Friday Movie Roundup: Art House Edition

As I wrote a few days ago, the local movie landscape gets a shot in the arm with today's opening of the Kenwood Theatre, which will be run by Theatre Management Corporation (TMC), the same outfit that operates the Esquire and Mariemont theaters.

The Kenwood will offer a similar mix of independent fare and mainstream Hollywood features across its nine screens. Sure enough, the theater's first crop of openings includes two documentaries (Cool It and Last Train Home) from small indie distributors; another gem from independently minded Sony Pictures Classics (Stephen Frears' Tamara Drewe); and the latest in the Harry Potter juggernaut (Harry Potter and the Deathly Hallows: Part I), which will occupy three screens. —-(The three remaining screens won't open until Nov. 24.)

Though the Kenwood is officially open for business today, the Grand Opening Gala, which benefits the Cincinnati & Northern Kentucky Film Commission, takes place 6:30 p.m. tomorrow. The gala's $100 ticket price includes entrance to the Hollywood auction hosted by Nick Clooney, hors d'oeuvres, a seated dinner and drinks. To reserve a spot, which are dwindling quickly, call 513-784-1744.

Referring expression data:
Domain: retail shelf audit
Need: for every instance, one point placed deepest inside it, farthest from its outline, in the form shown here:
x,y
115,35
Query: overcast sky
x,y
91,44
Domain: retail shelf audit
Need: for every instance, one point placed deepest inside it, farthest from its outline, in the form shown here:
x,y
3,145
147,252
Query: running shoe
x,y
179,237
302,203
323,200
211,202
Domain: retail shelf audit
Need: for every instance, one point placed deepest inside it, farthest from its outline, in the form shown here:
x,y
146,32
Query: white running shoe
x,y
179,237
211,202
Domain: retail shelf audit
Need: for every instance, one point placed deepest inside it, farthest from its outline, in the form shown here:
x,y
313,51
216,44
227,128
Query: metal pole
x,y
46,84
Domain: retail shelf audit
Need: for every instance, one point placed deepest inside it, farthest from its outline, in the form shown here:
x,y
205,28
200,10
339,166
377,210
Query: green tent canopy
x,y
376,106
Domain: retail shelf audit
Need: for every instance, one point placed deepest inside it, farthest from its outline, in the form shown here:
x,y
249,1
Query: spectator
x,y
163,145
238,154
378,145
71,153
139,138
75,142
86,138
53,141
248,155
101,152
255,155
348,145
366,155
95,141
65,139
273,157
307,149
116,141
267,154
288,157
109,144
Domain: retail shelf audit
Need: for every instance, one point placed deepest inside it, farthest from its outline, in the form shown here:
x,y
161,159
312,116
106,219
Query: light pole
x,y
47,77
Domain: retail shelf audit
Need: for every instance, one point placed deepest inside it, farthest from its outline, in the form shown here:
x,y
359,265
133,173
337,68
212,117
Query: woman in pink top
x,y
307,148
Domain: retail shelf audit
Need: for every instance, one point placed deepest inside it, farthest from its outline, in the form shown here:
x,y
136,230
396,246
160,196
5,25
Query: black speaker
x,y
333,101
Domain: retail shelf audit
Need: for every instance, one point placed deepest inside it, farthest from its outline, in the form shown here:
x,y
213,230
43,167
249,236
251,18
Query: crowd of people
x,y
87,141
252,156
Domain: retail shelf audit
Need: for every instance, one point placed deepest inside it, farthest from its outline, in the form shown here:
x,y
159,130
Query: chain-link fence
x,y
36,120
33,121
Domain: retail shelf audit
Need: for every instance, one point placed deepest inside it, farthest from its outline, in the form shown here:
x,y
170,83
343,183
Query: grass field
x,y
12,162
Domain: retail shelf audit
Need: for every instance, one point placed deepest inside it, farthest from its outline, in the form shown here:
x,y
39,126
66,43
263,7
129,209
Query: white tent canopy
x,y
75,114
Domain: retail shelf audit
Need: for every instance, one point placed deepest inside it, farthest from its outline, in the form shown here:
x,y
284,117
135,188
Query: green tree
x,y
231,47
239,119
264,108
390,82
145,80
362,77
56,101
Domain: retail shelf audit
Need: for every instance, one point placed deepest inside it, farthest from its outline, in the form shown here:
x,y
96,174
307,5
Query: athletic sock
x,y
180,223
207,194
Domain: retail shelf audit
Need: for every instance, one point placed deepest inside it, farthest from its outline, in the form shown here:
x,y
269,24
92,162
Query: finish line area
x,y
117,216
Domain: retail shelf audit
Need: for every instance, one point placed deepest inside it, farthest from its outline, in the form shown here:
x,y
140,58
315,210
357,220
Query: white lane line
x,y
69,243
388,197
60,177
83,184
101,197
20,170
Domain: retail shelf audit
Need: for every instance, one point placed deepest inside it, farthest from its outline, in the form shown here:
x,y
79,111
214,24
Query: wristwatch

EXERCISE INSTRUCTIONS: In the movie roundup above, which company will run the Kenwood Theatre?

WRITTEN RESPONSE: Theatre Management Corporation (TMC)